═════ Given passage ═════

The IDC said it was not aware of any relationship between Masipa and Martins, and is “therefore, not in a position to comment on it”, suggesting that such details were not disclosed to the funding entity.

According to the IDC’s 2014-2015 financial report, Semona Eco was funded to establish manufacturing facilities in Midrand. The project would manufacture “compressed biomass logs mainly for the braai and fireplace market”.

Mpangase confirmed that Masipa had failed to make repayments on the R58-million loan since December 2014. Documents seen by the M&G indicate the loan was to be repaid in 71 instalments of R320 000 a month. The IDC has since opened a criminal case against Masipa and launched liquidation and sequestration proceedings to recoup the funds. The hearing is set for later this month.

“The firm action taken by the IDC so far to recover its money does not support the narrative of a soft loan resulting from the existence of a ‘political relationship’,” Mpangase said.

The IDC has been praised for ensuring better transparency in state-owned enterprises by publishing a list of businesses it lends to, and highlighting those deemed to be politically exposed persons. This follows scrutiny of the IDC’s relations with the Gupta family’s Oakbay Resources and Energy.

═════ Collected material ═════

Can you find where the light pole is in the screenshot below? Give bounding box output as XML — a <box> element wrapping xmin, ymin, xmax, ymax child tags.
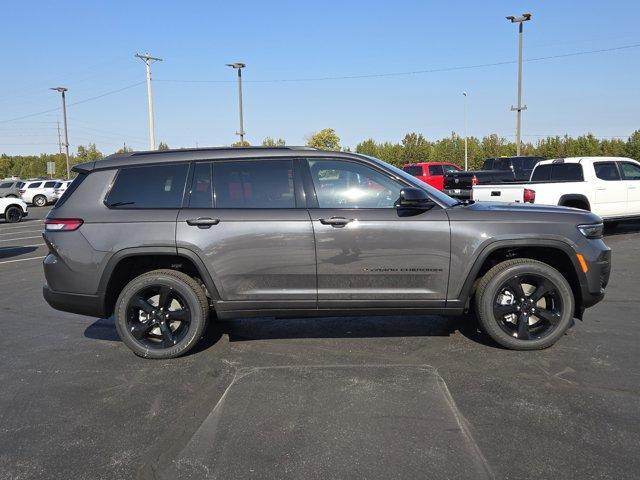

═════

** Study questions **
A – Could you switch "transparency" to "accountability" and give everything from "The IDC has been" down to "Resources and Energy." in the IDC loan article?
B – In the IDC loan article, how many monthly instalments was the R58-million loan to be repaid in?
C – Extend the IDC loan article past its final sentence.
The lines are separate material and have nothing to do with the IDC loan article.

** Outputs in order **
A –
The IDC has been praised for ensuring better accountability in state-owned enterprises by publishing a list of businesses it lends to, and highlighting those deemed to be politically exposed persons. This follows scrutiny of the IDC’s relations with the Gupta family’s Oakbay Resources and Energy.

B – 71 instalments of R320 000 a month.

C –
Thanks to a debt-to-equity conversion deal struck in 2014, the IDC owns 3.57% of Oakbay. The IDC has lost 36% on that investment to date.

Masipa, however, blames her failure to honour the IDC loan on the downturn in the global economy.

“Unfortunately, it has been a difficult few years for the manufacturing industry globally and domestically,” she said, adding that Semona and the IDC were involved in a legal process.

Meanwhile, questions remain over whether Martins influenced the process of granting the IDC loan.

Mpangase rejected claims that Martins had influenced the process through his close ties with IDC chief executive Geoffrey Qhena, saying Qhena did not have a personal relationship with Martins and had only dealt with him in Martins’s former capacity as energy minister.

Semona Eco is a subsidiary of the Semona Group, which describes itself on its website as a “100% black- and female-owned conglomerate” that has “dynamic, innovative and effective solutions” in the global oil, gas, energy and information technology industries.

Several default judgments have been granted against Semona Eco after it failed to honour debt repayments. A draft order, dated February 27 2017, brought by Standard Bank, was for the return of a 2015 Range Rover worth R1.2‑million. A May 8 judgment was for unpaid rent of R2.6‑million on the company’s Sandton warehouse.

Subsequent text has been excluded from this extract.